Supplied entries =
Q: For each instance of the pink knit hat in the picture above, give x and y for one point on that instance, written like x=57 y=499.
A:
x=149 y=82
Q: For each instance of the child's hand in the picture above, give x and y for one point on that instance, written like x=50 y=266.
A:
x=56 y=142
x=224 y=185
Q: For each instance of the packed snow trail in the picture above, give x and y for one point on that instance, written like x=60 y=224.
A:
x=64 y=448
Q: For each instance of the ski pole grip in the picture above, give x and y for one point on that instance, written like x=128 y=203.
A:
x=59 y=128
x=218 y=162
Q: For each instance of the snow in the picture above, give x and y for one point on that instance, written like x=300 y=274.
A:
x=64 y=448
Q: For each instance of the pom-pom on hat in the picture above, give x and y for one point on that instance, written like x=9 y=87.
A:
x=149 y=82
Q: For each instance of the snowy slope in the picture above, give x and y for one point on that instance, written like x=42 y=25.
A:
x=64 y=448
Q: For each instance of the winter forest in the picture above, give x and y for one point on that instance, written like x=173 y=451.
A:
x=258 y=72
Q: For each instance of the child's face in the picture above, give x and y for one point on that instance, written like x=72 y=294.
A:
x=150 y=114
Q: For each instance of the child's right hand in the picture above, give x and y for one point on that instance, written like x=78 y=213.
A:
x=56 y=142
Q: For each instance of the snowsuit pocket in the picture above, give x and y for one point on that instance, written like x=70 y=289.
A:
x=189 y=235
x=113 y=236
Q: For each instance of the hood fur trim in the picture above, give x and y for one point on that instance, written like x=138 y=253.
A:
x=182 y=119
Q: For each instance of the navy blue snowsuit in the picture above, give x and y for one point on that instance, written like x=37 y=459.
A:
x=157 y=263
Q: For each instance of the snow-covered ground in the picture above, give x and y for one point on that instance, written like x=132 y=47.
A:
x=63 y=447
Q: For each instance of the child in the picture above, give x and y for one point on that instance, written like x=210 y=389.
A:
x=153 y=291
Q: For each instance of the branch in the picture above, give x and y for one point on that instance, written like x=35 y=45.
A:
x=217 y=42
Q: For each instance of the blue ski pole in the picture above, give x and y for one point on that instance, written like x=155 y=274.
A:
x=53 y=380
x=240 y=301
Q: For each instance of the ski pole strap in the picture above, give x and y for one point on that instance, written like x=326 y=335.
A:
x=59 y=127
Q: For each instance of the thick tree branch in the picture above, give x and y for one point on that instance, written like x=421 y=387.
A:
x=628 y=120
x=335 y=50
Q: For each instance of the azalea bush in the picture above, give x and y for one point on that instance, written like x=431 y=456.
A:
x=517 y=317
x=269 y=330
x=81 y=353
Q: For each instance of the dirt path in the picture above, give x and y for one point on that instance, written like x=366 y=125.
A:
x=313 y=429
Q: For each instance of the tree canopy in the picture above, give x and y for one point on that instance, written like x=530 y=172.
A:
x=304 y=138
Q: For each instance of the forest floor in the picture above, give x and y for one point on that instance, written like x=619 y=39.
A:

Your instructions =
Copy everything from the line containing "Q: For each instance of the hood" down to the line containing "x=157 y=263", including both of those lines, with no changes.

Response for this exercise =
Q: For each instance of the hood fur trim in the picture above, give x and y for one point on that instance, written like x=138 y=253.
A:
x=182 y=119
Q: For each instance of the navy blue snowsuit in the picture above, give x and y for one point on that instance, written like x=37 y=459.
A:
x=157 y=263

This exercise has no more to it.